* Work item *
Every entry must be duplicated precisely as written.

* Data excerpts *
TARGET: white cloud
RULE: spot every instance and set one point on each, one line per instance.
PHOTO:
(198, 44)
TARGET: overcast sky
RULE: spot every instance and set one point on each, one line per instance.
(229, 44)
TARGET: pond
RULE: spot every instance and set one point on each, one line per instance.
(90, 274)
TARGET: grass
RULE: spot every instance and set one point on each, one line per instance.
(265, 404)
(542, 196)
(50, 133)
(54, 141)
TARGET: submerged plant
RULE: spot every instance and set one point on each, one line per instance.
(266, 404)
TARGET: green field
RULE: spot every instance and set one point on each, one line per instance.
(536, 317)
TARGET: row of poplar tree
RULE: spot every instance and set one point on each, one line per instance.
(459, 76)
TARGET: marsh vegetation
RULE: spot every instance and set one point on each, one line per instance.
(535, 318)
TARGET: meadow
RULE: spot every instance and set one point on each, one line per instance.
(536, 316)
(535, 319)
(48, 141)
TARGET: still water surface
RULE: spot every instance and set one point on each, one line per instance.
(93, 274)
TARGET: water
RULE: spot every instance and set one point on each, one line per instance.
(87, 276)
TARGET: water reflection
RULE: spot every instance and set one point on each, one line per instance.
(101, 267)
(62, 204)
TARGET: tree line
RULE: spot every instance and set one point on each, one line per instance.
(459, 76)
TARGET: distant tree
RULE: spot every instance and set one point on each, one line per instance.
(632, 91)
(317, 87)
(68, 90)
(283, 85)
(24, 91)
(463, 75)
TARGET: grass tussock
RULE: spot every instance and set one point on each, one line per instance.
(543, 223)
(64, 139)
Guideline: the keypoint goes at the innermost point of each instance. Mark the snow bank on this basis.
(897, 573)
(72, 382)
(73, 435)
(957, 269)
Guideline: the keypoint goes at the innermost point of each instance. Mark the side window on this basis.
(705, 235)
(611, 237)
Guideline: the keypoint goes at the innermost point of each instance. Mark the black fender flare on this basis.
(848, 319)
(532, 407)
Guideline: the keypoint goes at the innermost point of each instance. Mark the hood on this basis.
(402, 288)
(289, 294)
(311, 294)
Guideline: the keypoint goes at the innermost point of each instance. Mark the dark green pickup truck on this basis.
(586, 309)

* Answer below *
TARGET: white cloud
RULE: spot every instance and set one point on each, one line per instance.
PHOTO:
(198, 44)
TARGET: overcast sky
RULE: spot every instance and set one point on each, one line per instance.
(229, 44)
TARGET: pond
RULE: spot every instance and set one point on each, one line per instance.
(90, 274)
TARGET: grass
RULE: spot every instance and set one point on each, one line per instance.
(265, 404)
(542, 196)
(50, 133)
(54, 141)
TARGET: submerged plant
RULE: spot every instance and set one point on each, one line per instance.
(266, 404)
TARGET: green field
RULE: spot every instance and set one point on each, one line per instance.
(536, 317)
TARGET: row of poplar tree
RULE: spot every instance and set one point on each, one line per instance.
(459, 76)
TARGET: marsh vegetation
RULE: spot every instance and set one point on each, one line per instance.
(535, 318)
TARGET: meadow
RULE: spot every instance and set one point on each, one line per instance.
(536, 316)
(535, 319)
(48, 141)
TARGET: still water surface
RULE: spot every instance and set one point on each, one line per instance.
(93, 274)
TARGET: water
RULE: spot every instance and set one point on each, one line per instance.
(87, 276)
TARGET: water reflection
RULE: spot every instance and set one point on each, one line per instance.
(101, 267)
(62, 204)
TARGET: tree line
RULE: spot every instance and set one point on each, one line per instance.
(459, 76)
TARGET: distant tree
RULE: spot every instance and set one point on each, one line per instance.
(632, 91)
(317, 87)
(68, 90)
(283, 85)
(24, 91)
(463, 75)
TARGET: grass tussock
RULE: spot every instance and set one point on each, one line per instance.
(543, 223)
(64, 139)
Guideline: the keypoint goes at the innermost point of each instance. Mark the snow bank on this basis.
(897, 573)
(72, 382)
(73, 435)
(957, 269)
Guideline: the keypoint goes at the innermost point of each instance. Mark the side window on this basis.
(705, 235)
(611, 237)
Guideline: the keypoint goes at the innermost point of each instance. Mark the black fender flare on this basis.
(848, 319)
(532, 407)
Guideline: the keypoint goes at the innermost point of each instance. Mark the hood on this basis.
(402, 288)
(289, 294)
(311, 294)
Guideline: the keypoint goes at the innermost point of each instance. Mark the dark green pickup truck on this basis.
(586, 309)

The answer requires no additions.